*** DATA LISTING
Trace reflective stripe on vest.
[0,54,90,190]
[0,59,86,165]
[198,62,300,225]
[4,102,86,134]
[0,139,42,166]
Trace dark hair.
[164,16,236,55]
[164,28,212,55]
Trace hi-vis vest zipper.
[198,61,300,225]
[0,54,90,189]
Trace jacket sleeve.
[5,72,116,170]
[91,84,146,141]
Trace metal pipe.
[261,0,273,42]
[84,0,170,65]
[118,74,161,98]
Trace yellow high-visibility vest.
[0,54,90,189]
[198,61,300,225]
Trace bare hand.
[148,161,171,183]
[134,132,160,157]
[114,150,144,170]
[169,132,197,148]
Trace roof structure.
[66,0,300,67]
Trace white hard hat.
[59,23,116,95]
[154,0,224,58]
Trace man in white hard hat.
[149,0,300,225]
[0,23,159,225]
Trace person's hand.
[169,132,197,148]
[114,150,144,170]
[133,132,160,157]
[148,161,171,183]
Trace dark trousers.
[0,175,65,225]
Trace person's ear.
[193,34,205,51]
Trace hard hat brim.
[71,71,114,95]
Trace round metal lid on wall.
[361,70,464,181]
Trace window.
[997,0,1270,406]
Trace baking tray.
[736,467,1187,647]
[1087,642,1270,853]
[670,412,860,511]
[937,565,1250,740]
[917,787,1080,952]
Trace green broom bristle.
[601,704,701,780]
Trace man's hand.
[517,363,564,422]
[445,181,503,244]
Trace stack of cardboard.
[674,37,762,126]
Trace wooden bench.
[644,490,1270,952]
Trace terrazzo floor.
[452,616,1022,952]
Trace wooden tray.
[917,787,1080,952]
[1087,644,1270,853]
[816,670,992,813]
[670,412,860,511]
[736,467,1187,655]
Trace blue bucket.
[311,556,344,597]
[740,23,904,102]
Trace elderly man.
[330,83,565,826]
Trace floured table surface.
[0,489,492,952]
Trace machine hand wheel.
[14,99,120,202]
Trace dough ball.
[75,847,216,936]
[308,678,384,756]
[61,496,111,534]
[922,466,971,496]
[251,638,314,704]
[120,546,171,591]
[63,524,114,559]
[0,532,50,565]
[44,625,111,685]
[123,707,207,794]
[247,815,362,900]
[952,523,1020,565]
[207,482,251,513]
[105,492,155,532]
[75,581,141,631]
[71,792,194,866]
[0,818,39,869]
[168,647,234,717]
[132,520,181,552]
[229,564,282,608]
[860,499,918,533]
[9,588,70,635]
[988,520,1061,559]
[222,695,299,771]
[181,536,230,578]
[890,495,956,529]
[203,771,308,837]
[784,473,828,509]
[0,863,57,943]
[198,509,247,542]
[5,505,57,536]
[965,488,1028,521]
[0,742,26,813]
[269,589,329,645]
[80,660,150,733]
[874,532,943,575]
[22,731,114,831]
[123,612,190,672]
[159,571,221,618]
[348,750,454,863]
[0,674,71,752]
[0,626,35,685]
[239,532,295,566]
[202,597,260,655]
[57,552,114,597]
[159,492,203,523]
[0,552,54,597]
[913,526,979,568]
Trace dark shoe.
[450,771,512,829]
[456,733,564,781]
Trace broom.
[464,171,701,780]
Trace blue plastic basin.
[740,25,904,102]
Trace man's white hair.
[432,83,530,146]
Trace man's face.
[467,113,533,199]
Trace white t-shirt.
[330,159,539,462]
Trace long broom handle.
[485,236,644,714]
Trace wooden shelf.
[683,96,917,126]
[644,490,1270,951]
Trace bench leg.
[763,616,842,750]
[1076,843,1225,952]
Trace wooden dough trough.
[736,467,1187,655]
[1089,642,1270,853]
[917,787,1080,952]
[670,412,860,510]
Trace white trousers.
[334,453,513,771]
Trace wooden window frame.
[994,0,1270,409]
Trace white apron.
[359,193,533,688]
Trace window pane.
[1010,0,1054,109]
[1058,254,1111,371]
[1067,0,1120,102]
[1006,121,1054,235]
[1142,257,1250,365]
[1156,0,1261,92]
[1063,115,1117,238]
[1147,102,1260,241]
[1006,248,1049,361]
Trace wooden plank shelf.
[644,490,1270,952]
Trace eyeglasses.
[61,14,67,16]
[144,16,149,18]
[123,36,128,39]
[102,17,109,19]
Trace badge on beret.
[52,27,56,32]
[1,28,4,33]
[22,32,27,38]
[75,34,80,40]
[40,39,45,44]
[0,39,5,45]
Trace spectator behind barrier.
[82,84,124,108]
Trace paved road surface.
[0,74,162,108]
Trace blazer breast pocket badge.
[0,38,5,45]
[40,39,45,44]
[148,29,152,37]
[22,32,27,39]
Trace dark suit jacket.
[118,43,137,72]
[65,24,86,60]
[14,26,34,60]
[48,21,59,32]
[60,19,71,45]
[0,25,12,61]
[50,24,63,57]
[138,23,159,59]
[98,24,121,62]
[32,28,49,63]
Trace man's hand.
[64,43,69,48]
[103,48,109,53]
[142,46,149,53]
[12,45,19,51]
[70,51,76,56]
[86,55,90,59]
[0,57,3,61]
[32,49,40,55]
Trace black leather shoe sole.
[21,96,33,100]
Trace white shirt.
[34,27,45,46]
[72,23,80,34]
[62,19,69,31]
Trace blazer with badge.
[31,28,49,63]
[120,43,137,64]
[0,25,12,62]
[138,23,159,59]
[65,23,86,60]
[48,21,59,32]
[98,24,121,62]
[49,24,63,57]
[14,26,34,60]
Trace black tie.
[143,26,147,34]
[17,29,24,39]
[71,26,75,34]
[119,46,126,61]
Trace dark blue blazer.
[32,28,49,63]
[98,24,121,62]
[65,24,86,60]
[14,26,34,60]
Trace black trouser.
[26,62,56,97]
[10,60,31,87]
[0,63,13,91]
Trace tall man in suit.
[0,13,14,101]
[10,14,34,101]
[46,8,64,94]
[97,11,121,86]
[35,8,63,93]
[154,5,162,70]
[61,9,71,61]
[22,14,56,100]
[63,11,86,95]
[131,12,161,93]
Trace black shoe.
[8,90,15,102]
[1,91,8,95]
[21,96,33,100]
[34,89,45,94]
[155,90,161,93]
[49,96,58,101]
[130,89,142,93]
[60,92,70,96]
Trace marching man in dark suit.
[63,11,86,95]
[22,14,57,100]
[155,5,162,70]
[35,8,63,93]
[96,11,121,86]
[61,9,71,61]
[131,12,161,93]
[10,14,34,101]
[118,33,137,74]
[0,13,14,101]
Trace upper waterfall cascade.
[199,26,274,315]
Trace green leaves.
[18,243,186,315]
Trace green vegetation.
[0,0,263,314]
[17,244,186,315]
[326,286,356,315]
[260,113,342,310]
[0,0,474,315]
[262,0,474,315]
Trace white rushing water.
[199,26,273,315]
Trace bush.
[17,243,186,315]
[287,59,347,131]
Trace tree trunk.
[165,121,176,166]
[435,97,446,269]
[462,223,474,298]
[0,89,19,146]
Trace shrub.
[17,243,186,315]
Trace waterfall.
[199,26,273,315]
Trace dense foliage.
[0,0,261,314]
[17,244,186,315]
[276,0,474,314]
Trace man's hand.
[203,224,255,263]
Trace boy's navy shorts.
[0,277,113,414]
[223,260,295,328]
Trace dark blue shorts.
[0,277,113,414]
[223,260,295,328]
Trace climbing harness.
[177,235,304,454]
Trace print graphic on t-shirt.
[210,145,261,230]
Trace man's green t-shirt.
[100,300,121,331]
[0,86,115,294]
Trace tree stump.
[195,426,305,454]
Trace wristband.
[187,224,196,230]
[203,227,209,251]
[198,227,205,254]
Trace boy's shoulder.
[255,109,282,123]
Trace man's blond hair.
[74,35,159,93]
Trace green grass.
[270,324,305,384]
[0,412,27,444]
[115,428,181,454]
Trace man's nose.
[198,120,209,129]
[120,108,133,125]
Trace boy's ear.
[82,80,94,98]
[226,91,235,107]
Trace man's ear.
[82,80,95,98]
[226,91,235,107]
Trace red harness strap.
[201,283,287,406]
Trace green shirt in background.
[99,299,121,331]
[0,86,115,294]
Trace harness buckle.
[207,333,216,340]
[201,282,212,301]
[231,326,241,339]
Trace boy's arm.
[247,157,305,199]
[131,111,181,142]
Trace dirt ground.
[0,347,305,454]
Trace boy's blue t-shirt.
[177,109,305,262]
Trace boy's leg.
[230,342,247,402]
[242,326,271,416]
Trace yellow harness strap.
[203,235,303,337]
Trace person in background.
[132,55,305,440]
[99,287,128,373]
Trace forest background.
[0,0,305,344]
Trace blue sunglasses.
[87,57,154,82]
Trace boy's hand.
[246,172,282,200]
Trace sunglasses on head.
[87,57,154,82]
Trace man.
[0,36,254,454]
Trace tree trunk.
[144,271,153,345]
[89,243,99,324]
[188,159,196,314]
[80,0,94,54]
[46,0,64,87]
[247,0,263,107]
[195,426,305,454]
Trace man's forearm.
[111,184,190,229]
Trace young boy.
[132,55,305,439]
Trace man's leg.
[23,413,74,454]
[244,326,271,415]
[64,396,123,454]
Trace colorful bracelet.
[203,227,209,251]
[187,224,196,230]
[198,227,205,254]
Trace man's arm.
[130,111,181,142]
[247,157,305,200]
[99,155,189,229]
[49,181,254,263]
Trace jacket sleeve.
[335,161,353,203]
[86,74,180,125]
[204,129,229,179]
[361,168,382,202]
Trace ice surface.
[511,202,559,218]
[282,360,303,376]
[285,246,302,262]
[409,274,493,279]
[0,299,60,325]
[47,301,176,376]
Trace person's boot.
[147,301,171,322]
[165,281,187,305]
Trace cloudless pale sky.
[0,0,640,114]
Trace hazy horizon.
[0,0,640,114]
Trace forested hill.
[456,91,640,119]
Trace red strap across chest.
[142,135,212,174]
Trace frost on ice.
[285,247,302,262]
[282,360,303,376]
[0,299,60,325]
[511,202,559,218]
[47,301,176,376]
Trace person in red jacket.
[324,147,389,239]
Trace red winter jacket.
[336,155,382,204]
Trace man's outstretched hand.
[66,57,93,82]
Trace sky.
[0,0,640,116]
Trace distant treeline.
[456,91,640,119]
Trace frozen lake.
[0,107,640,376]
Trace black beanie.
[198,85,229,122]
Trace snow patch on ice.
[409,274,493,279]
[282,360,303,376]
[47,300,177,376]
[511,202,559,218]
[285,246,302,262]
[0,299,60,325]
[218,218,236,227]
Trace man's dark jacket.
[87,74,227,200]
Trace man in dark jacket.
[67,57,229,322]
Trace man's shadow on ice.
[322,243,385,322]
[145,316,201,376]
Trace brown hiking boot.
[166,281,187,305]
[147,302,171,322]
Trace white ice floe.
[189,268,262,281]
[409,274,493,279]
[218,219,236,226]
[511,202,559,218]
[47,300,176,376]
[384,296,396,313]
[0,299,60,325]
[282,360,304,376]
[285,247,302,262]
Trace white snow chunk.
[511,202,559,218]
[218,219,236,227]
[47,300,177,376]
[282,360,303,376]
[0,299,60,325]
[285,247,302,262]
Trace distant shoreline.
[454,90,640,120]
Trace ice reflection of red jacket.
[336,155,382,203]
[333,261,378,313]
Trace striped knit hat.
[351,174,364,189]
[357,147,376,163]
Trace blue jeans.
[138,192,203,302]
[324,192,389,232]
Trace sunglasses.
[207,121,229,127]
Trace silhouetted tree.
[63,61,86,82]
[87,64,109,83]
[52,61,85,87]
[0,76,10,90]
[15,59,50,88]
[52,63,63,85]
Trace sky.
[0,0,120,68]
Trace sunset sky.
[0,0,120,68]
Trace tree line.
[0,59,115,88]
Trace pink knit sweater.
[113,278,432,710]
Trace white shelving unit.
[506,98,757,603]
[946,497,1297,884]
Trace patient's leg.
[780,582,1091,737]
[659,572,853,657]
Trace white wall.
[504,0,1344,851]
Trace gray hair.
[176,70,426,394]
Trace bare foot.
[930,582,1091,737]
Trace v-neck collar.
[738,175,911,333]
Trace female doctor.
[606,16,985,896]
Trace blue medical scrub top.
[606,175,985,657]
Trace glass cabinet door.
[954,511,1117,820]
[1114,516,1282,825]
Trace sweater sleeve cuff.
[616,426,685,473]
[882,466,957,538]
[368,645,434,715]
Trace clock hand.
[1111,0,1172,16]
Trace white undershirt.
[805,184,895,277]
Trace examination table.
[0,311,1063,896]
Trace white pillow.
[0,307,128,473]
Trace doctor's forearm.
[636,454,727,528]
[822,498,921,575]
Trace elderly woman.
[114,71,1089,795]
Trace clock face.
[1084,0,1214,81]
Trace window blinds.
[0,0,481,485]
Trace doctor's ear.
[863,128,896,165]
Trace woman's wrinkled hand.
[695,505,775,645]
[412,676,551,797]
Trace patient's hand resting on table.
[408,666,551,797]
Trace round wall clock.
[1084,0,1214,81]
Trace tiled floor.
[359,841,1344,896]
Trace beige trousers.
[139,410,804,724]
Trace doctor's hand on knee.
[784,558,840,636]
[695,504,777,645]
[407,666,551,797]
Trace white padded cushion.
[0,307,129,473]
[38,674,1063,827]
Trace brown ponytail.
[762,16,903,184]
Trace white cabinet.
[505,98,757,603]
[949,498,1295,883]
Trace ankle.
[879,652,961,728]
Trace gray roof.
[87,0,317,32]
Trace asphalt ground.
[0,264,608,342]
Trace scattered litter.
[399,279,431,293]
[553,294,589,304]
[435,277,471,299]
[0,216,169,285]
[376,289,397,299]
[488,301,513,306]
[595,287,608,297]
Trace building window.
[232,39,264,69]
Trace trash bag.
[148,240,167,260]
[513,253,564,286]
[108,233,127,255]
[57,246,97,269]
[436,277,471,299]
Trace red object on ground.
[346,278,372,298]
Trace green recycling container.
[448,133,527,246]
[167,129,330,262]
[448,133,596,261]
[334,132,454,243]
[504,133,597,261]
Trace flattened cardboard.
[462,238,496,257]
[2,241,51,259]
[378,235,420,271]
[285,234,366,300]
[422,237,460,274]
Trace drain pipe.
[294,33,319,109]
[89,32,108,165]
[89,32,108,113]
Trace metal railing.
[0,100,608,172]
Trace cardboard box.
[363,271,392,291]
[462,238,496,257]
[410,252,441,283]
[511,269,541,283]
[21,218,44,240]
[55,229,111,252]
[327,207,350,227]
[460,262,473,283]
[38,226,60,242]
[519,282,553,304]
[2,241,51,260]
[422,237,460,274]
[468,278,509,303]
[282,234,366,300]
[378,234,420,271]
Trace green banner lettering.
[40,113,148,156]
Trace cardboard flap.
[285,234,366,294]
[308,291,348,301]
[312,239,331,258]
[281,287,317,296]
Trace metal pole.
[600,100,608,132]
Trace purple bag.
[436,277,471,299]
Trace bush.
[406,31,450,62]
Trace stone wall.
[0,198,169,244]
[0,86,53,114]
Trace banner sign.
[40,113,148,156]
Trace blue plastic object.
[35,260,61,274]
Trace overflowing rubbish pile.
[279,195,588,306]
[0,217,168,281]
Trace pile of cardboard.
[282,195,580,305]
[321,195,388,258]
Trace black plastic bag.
******
EXERCISE BRIEF: Please transcribe, character for character, the stretch of rows above that opens with the line containing "Trace female doctor." and closes with the line containing "[139,410,804,724]", keeping both of those lines.

SOLUTION FOR THIS EXERCISE:
Trace female doctor.
[606,16,985,896]
Trace blue medical scrub top.
[606,175,985,657]
Trace glass cabinet door.
[954,511,1117,820]
[1114,516,1282,825]
Trace sweater sleeve cuff.
[616,426,685,473]
[882,466,957,538]
[368,645,434,715]
Trace clock hand.
[1111,0,1172,16]
Trace white undershirt.
[805,184,895,277]
Trace examination table.
[0,311,1063,896]
Trace white pillow.
[0,307,128,473]
Trace doctor's forearm.
[636,454,727,528]
[822,498,921,575]
Trace elderly woman.
[114,71,1089,795]
Trace clock face.
[1084,0,1214,81]
Trace window blinds.
[0,0,481,485]
Trace doctor's ear.
[863,128,896,165]
Trace woman's wrinkled hand.
[695,505,775,645]
[412,676,551,797]
Trace patient's hand resting on table.
[408,666,551,797]
Trace round wall clock.
[1084,0,1214,81]
Trace tiled floor.
[359,841,1344,896]
Trace beige trousers.
[139,410,804,724]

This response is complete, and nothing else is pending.